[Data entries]

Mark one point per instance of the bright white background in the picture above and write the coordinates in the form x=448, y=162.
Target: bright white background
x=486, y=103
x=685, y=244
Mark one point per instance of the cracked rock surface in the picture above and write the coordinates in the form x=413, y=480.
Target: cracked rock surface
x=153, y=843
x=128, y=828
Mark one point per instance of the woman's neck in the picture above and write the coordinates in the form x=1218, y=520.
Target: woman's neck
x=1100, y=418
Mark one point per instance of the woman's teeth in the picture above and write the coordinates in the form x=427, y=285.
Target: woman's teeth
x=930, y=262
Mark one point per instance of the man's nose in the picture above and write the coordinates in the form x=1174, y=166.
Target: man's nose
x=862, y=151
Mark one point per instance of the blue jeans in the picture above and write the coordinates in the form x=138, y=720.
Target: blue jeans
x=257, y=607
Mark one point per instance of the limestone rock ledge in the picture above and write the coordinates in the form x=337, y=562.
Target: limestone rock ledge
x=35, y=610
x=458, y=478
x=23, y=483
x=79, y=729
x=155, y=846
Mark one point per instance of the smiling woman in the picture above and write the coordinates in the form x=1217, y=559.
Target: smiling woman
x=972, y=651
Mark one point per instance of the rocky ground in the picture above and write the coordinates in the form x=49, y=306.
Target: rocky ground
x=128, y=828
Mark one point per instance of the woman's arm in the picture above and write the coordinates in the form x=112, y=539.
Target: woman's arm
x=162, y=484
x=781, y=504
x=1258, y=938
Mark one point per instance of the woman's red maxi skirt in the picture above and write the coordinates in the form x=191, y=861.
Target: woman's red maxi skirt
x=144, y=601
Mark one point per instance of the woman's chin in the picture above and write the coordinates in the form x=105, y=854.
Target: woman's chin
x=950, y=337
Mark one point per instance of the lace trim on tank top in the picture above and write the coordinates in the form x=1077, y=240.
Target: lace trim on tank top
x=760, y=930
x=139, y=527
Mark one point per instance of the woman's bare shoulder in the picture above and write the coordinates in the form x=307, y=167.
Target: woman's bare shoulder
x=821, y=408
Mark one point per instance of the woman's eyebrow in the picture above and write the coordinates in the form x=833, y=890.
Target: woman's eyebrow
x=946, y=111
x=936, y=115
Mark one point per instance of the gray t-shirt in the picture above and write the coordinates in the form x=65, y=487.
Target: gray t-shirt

HOW TO COMPLETE THIS TASK - Read through the entries and count the lines where "gray" appears; respond with the number only.

EXERCISE RESPONSE - 2